* WHAT THE TASK ASKS: Reproduce every line of the records below word for word, leaving out the pictures.

* EXTRACTED RECORDS:
════════════════

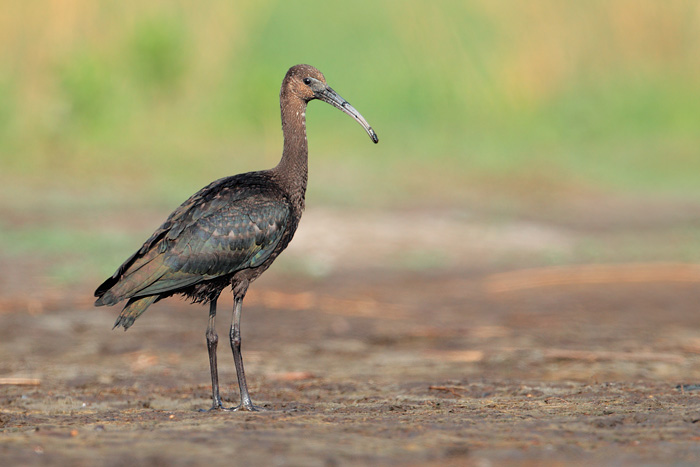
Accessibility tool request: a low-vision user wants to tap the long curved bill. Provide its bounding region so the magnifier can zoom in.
[316,87,379,144]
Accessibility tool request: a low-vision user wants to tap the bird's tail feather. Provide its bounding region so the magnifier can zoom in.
[112,295,158,331]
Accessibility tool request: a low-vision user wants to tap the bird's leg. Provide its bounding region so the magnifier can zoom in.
[202,300,225,410]
[229,296,261,412]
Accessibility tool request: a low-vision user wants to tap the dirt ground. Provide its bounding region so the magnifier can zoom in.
[0,207,700,466]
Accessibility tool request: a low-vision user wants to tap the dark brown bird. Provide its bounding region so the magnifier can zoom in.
[95,65,379,411]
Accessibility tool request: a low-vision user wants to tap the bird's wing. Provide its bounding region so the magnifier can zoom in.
[95,192,290,305]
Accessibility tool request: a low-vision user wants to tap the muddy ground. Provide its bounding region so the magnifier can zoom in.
[0,207,700,466]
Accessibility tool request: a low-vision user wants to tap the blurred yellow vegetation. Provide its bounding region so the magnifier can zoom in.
[0,0,700,202]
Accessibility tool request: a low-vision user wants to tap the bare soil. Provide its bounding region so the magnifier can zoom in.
[0,207,700,466]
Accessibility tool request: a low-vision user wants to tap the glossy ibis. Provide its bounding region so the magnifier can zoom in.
[95,65,379,411]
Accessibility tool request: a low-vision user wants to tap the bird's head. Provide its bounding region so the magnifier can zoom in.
[282,65,379,143]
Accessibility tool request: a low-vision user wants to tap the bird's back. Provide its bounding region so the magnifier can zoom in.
[95,171,300,327]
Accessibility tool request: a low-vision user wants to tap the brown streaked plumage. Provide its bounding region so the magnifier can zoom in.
[95,65,378,410]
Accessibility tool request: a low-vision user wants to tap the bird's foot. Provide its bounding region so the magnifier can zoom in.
[229,402,268,412]
[204,402,268,412]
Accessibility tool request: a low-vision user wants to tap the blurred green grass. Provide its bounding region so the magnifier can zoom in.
[0,0,700,286]
[0,0,700,204]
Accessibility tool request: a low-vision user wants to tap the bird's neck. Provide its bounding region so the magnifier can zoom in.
[273,97,309,209]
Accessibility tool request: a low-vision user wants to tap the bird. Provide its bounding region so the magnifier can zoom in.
[95,64,379,412]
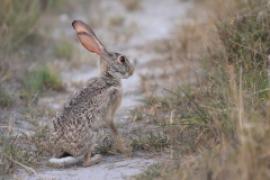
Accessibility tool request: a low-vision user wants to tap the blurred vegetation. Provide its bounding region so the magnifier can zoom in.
[137,0,270,179]
[54,40,74,60]
[0,86,13,108]
[0,0,41,53]
[23,65,63,94]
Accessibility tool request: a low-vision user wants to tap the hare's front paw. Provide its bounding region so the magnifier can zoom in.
[83,154,102,167]
[114,135,132,156]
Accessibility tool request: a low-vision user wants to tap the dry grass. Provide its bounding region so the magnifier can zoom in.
[135,0,270,179]
[120,0,141,11]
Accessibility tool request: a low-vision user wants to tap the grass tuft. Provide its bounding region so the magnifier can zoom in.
[0,87,13,108]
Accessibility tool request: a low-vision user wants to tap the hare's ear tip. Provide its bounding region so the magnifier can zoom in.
[72,20,79,28]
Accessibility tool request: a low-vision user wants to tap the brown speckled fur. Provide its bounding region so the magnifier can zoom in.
[50,21,134,167]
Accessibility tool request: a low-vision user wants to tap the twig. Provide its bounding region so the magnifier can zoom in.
[3,153,37,175]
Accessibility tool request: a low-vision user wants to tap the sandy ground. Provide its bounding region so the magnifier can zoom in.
[14,0,191,180]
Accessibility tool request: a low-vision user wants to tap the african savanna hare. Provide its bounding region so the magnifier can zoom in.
[49,20,134,167]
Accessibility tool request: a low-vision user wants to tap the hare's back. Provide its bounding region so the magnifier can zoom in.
[54,78,111,129]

════════════════

* TASK RESULT:
Accessibility tool request: a low-vision user wants to tap the long curved bill. Provide its bounding region so the magnifier can zoom in.
[316,87,379,144]
Accessibility tool request: a low-vision user wants to tap the bird's tail feather. Provide its bounding region so the magnifier can zoom in.
[112,295,158,331]
Accessibility tool request: a low-vision user wants to tap the bird's leg. Provide its bounding region so the magnifier can zoom in.
[202,300,225,410]
[229,296,261,412]
Accessibility tool request: a low-vision user wants to tap the dirt ground. Provide its bounding region so the magnifier can zoom in.
[0,207,700,466]
Accessibility tool request: a low-vision user wants to tap the dark brown bird. Provide its bounding region so the magnifier can zoom in.
[95,65,379,411]
Accessibility tool request: a low-vision user wants to tap the bird's wing. Provide its bounding region so the magnifier can zoom in.
[95,192,290,305]
Accessibility tool request: a low-vision user wants to tap the muddy ground. Provide its bounding region so the magnifier can zoom in.
[0,207,700,466]
Accessibility tool request: a low-vision user wants to tap the blurred yellow vegetation. Provide its bounding region so the magnifier can zoom in.
[0,0,700,202]
Accessibility tool request: a low-vision user wants to tap the bare soil. Provide its bounding region so the magnifier can zoom in.
[0,207,700,466]
Accessibility tool request: a low-vision user wants to tap the glossy ibis. Provide its bounding region so the magnifier can zoom in.
[95,65,379,411]
Accessibility tool request: a low-vision user wants to tap the bird's head. Provide its bounding region so the magnifier can zoom in.
[282,65,379,143]
Accessibility tool request: a low-vision user wants to tap the bird's back. Provide its bounding region so the magnifier can zoom in.
[95,171,300,327]
Accessibility tool request: a low-vision user wants to tap the brown streaked plumage. Provide its bounding region so the magnifier can zoom in.
[95,65,378,410]
Accessibility tool request: a low-vision user wants to tap the bird's foot. Provide its bounding region so the magnifier can zoom in.
[229,402,268,412]
[204,402,268,412]
Accessibility tool request: a low-vision user wants to tap the blurred green grass. Provide its bounding region so the magnifier can zoom in.
[0,0,700,286]
[0,0,700,204]
Accessibility tool request: a low-vision user wants to tap the bird's neck. Provide its bounding region so the magnifier can zoom in.
[273,97,309,209]
Accessibility tool request: a low-vision user wants to tap the bird. Provide its bounding region so the magnifier can zoom in.
[95,64,379,412]
Accessibility tool request: a low-vision user wants to tap the blurred vegetation. Provide its bounding region so the magnifier can zoom in.
[137,0,270,179]
[54,40,74,60]
[0,86,13,108]
[0,0,41,53]
[23,65,63,94]
Accessibility tool request: a low-vision user wants to tap the hare's front paw. Provide its bounding region so the magnifier can zoom in.
[83,154,102,167]
[114,135,132,156]
Accessibility tool request: a low-vision user wants to tap the dry grass. Provide its bounding region so the magnifier can zoom in.
[135,0,270,179]
[120,0,141,11]
Accessibility tool request: a low-vision user wants to tap the grass tuft. Provide its bounding region so the magnifier can zoom in.
[0,87,13,108]
Accessibility tool request: a low-vision user wants to tap the hare's ear tip. Provide its bounding region so the magnifier can zoom in.
[72,20,79,28]
Accessibility tool request: a low-vision user wants to tap the brown speckled fur. Provide its bounding region so the magnifier can zoom in.
[50,21,134,167]
Accessibility tool request: a low-vision user wants to tap the twig. Provide its bounding region so the magnifier can zoom in.
[3,153,37,175]
Accessibility tool request: a low-vision user wants to tap the sandy ground. Provide its bounding region so the magnifier can zoom in.
[14,0,191,180]
Accessibility tool request: a low-vision user wants to tap the african savanna hare. Provide its bounding region so the magnifier can zoom in.
[49,20,134,167]
Accessibility tool request: a low-vision user wants to tap the hare's back. Provide its bounding region so the magnifier can zoom in.
[54,78,111,129]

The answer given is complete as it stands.